#### [Records for this task]
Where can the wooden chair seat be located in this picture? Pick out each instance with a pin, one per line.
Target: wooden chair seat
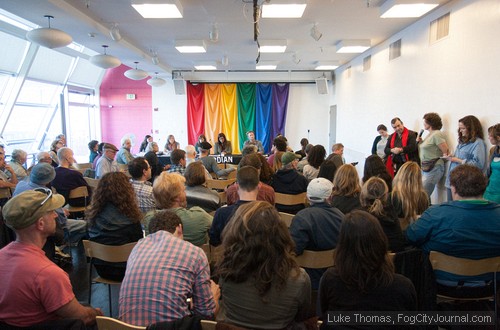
(316, 259)
(109, 253)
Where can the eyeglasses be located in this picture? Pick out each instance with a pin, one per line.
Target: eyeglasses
(46, 191)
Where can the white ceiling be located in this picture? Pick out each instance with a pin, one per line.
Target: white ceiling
(336, 19)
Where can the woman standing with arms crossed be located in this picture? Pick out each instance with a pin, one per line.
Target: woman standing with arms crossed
(471, 148)
(432, 149)
(492, 192)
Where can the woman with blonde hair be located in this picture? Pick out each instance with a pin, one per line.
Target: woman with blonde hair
(261, 284)
(114, 219)
(408, 195)
(346, 189)
(374, 199)
(363, 278)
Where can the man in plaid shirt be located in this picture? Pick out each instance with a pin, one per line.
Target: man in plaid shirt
(140, 171)
(163, 271)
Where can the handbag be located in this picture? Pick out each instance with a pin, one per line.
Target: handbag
(428, 165)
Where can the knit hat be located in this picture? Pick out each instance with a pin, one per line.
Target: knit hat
(288, 157)
(205, 146)
(25, 209)
(42, 173)
(319, 189)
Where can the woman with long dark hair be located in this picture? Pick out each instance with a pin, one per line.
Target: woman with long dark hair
(261, 284)
(471, 148)
(363, 277)
(114, 219)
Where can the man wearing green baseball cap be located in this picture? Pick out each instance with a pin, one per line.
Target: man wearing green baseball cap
(38, 291)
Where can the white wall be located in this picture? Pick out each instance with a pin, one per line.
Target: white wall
(454, 77)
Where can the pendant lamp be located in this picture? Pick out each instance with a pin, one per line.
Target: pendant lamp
(49, 37)
(136, 74)
(155, 81)
(105, 61)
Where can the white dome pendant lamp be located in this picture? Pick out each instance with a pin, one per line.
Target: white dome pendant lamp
(49, 37)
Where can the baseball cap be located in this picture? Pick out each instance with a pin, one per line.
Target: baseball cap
(288, 157)
(25, 209)
(319, 189)
(205, 146)
(42, 173)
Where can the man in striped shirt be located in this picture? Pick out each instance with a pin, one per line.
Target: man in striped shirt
(163, 271)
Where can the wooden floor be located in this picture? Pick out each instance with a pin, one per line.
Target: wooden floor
(78, 275)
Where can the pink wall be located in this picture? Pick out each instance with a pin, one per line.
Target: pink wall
(120, 116)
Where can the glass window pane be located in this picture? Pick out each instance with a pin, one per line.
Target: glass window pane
(35, 92)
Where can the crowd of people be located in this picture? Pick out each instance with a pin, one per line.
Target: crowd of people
(255, 282)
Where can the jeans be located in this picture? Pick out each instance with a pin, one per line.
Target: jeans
(430, 179)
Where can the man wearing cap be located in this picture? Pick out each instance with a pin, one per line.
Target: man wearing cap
(288, 180)
(40, 176)
(67, 179)
(210, 163)
(38, 291)
(107, 162)
(316, 227)
(248, 189)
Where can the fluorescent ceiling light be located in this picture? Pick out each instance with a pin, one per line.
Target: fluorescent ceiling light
(353, 46)
(283, 9)
(326, 66)
(205, 67)
(191, 46)
(159, 10)
(266, 66)
(406, 8)
(272, 46)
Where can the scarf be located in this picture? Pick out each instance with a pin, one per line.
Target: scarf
(404, 142)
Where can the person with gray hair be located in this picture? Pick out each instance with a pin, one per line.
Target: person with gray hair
(107, 162)
(124, 156)
(68, 179)
(18, 159)
(316, 227)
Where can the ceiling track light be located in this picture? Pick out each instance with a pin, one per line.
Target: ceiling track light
(105, 61)
(213, 34)
(136, 74)
(315, 33)
(114, 33)
(155, 81)
(49, 37)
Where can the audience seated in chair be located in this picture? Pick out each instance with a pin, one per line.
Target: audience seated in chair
(248, 183)
(288, 181)
(467, 227)
(197, 192)
(163, 270)
(346, 189)
(114, 219)
(38, 291)
(141, 172)
(316, 227)
(363, 277)
(266, 192)
(170, 194)
(68, 179)
(262, 285)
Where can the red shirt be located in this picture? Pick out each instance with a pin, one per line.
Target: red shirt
(32, 287)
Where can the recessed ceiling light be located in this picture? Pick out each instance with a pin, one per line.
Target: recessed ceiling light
(191, 46)
(353, 46)
(159, 10)
(205, 67)
(283, 9)
(406, 8)
(272, 46)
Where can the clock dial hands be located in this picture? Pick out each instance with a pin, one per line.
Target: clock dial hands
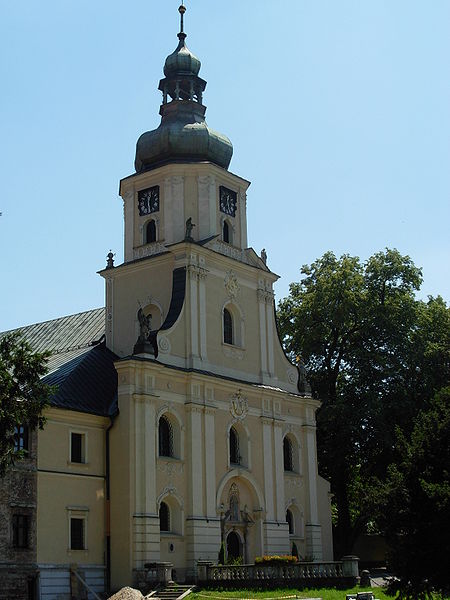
(227, 201)
(148, 200)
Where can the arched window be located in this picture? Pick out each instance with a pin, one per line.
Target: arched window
(235, 459)
(287, 454)
(226, 233)
(150, 232)
(290, 521)
(165, 437)
(164, 517)
(227, 327)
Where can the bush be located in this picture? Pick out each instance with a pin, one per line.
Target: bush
(276, 560)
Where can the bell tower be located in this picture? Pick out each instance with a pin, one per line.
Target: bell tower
(188, 270)
(206, 394)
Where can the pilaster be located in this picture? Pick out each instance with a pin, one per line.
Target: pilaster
(312, 527)
(268, 468)
(279, 471)
(210, 462)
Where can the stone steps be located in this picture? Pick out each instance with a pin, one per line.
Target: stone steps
(172, 591)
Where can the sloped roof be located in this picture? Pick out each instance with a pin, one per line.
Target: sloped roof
(80, 365)
(60, 335)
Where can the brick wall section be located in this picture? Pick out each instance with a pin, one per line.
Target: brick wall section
(18, 495)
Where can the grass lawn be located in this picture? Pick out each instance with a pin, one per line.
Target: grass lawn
(324, 593)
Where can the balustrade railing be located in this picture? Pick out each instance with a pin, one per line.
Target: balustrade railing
(346, 569)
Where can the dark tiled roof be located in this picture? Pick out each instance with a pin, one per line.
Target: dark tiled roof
(60, 335)
(80, 365)
(86, 381)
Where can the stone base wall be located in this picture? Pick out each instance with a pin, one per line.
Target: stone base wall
(276, 538)
(18, 582)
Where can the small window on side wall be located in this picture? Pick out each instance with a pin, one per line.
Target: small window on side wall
(150, 232)
(290, 521)
(287, 454)
(235, 458)
(77, 533)
(77, 447)
(21, 438)
(20, 529)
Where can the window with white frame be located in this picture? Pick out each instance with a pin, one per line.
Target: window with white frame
(77, 521)
(78, 446)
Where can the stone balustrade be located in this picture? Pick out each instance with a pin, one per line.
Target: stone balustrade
(336, 572)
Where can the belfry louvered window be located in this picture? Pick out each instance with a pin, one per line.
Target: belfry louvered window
(235, 458)
(287, 455)
(164, 517)
(227, 327)
(165, 437)
(151, 232)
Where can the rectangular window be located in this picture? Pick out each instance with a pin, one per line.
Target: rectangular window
(77, 443)
(76, 534)
(21, 438)
(20, 531)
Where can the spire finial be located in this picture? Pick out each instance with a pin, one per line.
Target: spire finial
(182, 10)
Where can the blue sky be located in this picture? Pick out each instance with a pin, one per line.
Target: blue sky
(338, 110)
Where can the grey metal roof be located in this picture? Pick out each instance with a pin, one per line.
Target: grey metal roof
(80, 366)
(66, 333)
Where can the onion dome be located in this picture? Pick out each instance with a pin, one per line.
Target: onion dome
(183, 135)
(182, 59)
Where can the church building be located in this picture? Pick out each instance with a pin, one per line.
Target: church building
(179, 424)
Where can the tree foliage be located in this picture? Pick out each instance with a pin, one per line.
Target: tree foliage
(375, 355)
(23, 395)
(414, 506)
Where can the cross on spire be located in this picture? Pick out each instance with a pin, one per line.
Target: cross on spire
(182, 10)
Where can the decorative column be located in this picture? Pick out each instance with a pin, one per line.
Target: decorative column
(313, 528)
(202, 273)
(279, 471)
(198, 545)
(207, 206)
(128, 215)
(270, 332)
(146, 547)
(174, 217)
(192, 333)
(273, 527)
(210, 462)
(262, 331)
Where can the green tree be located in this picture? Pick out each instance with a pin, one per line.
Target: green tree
(23, 395)
(414, 506)
(374, 355)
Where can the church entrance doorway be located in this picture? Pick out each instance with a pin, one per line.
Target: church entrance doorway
(234, 546)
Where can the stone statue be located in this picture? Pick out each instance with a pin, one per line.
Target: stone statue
(146, 343)
(189, 227)
(145, 325)
(303, 385)
(110, 260)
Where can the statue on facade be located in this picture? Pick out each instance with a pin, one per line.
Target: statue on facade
(303, 385)
(110, 260)
(144, 344)
(189, 227)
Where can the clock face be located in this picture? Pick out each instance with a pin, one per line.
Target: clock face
(148, 200)
(227, 201)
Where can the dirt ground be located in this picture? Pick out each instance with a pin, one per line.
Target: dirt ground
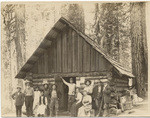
(141, 109)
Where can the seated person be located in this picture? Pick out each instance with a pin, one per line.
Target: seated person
(84, 111)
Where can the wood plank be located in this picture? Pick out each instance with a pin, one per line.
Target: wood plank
(59, 53)
(55, 56)
(42, 64)
(86, 57)
(80, 54)
(75, 51)
(69, 45)
(50, 59)
(93, 60)
(97, 60)
(46, 61)
(75, 74)
(64, 51)
(35, 68)
(39, 66)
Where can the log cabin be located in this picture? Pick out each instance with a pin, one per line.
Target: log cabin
(67, 52)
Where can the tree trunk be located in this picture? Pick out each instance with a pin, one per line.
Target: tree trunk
(139, 47)
(74, 13)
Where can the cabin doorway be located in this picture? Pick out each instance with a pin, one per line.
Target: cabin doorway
(63, 89)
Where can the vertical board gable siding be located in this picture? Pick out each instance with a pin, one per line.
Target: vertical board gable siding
(93, 60)
(70, 56)
(55, 56)
(86, 56)
(75, 51)
(46, 61)
(59, 53)
(70, 53)
(64, 51)
(80, 53)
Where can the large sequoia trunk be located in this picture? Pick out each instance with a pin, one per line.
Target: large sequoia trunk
(139, 47)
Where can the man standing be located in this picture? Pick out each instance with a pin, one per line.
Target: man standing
(98, 98)
(46, 91)
(19, 100)
(29, 98)
(71, 92)
(107, 98)
(54, 98)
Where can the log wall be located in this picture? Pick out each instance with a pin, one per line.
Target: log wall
(70, 53)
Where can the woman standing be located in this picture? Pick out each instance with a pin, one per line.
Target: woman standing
(77, 104)
(36, 99)
(89, 87)
(42, 105)
(54, 97)
(84, 111)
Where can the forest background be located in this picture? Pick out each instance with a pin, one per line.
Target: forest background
(121, 29)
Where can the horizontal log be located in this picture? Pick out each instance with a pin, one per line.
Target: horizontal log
(45, 44)
(51, 75)
(47, 79)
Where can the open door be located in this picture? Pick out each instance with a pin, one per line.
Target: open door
(63, 89)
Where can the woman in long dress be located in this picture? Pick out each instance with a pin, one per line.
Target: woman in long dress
(36, 99)
(77, 104)
(84, 111)
(42, 105)
(89, 86)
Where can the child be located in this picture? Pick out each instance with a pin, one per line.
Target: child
(42, 105)
(19, 100)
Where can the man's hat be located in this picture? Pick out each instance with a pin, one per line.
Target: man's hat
(27, 82)
(45, 82)
(18, 86)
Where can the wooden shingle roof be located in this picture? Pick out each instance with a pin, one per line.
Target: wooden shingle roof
(52, 34)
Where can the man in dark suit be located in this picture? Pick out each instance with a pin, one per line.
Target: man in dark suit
(19, 101)
(97, 97)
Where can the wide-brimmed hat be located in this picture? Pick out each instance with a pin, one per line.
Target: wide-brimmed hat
(27, 82)
(18, 86)
(87, 81)
(45, 82)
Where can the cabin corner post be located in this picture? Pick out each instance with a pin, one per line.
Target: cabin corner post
(109, 76)
(29, 77)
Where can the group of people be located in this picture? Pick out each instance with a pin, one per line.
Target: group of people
(38, 102)
(92, 99)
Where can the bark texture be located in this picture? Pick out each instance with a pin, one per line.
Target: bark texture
(139, 47)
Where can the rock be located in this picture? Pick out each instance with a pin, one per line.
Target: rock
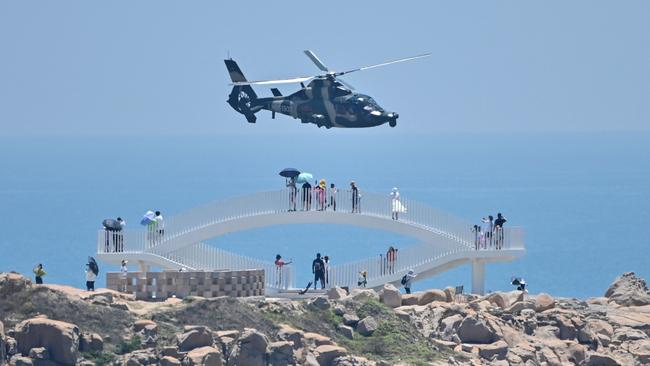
(517, 307)
(39, 353)
(195, 337)
(350, 319)
(317, 339)
(347, 332)
(449, 325)
(91, 342)
(450, 292)
(336, 293)
(13, 283)
(250, 350)
(499, 299)
(281, 354)
(326, 354)
(204, 356)
(629, 290)
(320, 303)
(367, 326)
(410, 299)
(498, 349)
(287, 333)
(599, 359)
(390, 296)
(339, 310)
(362, 295)
(473, 330)
(60, 338)
(544, 302)
(431, 296)
(169, 361)
(403, 315)
(21, 361)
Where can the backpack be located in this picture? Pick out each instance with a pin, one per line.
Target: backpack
(404, 280)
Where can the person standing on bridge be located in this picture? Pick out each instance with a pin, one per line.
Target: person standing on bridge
(333, 192)
(355, 197)
(306, 196)
(407, 280)
(318, 269)
(498, 228)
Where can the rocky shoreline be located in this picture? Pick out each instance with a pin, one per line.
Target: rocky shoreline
(59, 325)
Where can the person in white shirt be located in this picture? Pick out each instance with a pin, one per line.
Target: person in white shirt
(160, 225)
(90, 279)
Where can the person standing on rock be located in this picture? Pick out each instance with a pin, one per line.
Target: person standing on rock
(39, 272)
(318, 269)
(407, 280)
(90, 278)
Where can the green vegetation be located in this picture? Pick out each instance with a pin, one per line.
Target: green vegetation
(394, 340)
(128, 346)
(99, 358)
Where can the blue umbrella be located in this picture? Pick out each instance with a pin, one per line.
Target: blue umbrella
(304, 177)
(148, 218)
(289, 172)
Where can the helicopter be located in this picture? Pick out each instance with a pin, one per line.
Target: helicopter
(326, 101)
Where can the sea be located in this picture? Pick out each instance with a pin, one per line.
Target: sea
(583, 198)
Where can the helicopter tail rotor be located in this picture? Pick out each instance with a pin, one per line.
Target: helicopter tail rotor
(242, 98)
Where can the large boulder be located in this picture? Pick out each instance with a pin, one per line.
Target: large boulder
(326, 354)
(281, 354)
(390, 296)
(431, 296)
(499, 299)
(544, 302)
(498, 350)
(60, 338)
(629, 290)
(362, 295)
(12, 283)
(204, 356)
(91, 342)
(410, 299)
(194, 337)
(367, 326)
(473, 330)
(250, 350)
(336, 293)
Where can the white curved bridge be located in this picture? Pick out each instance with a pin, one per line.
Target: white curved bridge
(444, 240)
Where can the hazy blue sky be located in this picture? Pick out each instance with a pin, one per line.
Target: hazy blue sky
(155, 67)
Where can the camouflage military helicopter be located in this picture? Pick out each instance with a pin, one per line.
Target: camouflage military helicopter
(326, 101)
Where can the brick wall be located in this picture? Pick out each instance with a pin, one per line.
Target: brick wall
(162, 285)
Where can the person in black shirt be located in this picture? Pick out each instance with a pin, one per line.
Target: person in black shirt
(498, 225)
(306, 196)
(318, 269)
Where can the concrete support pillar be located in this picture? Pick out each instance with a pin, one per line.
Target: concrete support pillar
(478, 277)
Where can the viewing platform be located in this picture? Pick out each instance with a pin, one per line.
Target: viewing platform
(444, 241)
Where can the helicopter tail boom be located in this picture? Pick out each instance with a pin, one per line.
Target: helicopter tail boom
(242, 98)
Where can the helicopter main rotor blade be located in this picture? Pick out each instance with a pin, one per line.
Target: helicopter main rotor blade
(276, 81)
(314, 59)
(384, 64)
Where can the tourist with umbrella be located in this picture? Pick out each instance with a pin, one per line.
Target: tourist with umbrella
(92, 270)
(290, 174)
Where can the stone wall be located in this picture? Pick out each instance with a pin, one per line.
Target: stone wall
(162, 285)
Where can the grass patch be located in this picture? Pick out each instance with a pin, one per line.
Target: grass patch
(99, 358)
(128, 346)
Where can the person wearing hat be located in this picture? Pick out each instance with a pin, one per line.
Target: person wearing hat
(407, 279)
(39, 272)
(355, 197)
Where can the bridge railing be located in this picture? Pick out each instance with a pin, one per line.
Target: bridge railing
(202, 256)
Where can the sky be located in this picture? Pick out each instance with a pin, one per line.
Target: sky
(148, 68)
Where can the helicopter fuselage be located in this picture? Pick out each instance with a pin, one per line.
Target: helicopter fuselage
(328, 103)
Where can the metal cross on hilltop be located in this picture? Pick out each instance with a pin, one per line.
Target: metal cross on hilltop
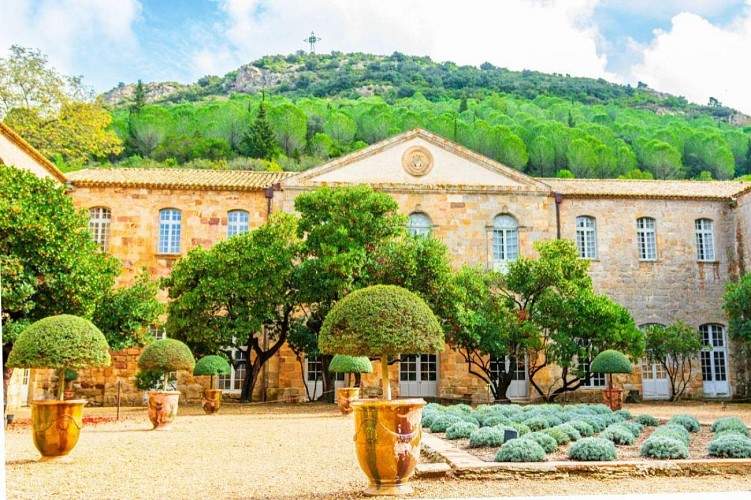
(312, 39)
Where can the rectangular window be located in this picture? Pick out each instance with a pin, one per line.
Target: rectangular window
(99, 225)
(704, 240)
(586, 237)
(646, 238)
(237, 222)
(170, 226)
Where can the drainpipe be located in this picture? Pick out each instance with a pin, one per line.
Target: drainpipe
(269, 193)
(558, 201)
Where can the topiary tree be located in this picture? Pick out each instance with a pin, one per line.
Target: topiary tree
(611, 362)
(383, 321)
(166, 355)
(212, 365)
(341, 363)
(60, 342)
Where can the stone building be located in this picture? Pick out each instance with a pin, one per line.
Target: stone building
(663, 249)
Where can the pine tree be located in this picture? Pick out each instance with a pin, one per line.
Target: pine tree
(260, 140)
(139, 98)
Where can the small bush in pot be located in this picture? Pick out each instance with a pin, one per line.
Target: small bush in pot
(383, 322)
(611, 362)
(664, 447)
(59, 342)
(211, 366)
(166, 355)
(592, 450)
(520, 450)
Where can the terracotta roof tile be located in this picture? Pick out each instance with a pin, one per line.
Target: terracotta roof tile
(617, 188)
(177, 178)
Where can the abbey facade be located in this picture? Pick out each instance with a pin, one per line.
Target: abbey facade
(663, 249)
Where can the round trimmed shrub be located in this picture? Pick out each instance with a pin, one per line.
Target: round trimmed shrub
(730, 423)
(212, 365)
(460, 430)
(380, 320)
(625, 414)
(647, 420)
(520, 428)
(672, 430)
(547, 442)
(618, 435)
(59, 342)
(570, 431)
(520, 450)
(687, 421)
(444, 421)
(557, 434)
(730, 446)
(486, 436)
(611, 361)
(536, 423)
(166, 355)
(583, 427)
(493, 420)
(664, 447)
(341, 363)
(592, 450)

#### [What this task involves]
Output the line holding "Where can the terracotta", then every later line through the end of the records above, exactly as given and nothing else.

#### [Task solution]
Where can the terracotta roof tile be located in this picture? Pick out each instance with a pin, one per line.
Target: terracotta roof tile
(617, 188)
(177, 178)
Where can the abbey facade be located in this picture? Pick out each instance with a pin, one per line.
Target: abbey facade
(663, 249)
Where can the round trimmed shrub be located in this picture? Pick out each instance with a pin, one per line.
Target: round trimmed shrub
(730, 423)
(212, 365)
(460, 430)
(380, 320)
(625, 414)
(647, 420)
(520, 428)
(672, 430)
(547, 442)
(618, 435)
(59, 342)
(570, 431)
(520, 450)
(687, 421)
(444, 421)
(557, 434)
(730, 446)
(486, 436)
(611, 361)
(536, 423)
(166, 355)
(583, 427)
(493, 420)
(664, 447)
(341, 363)
(592, 450)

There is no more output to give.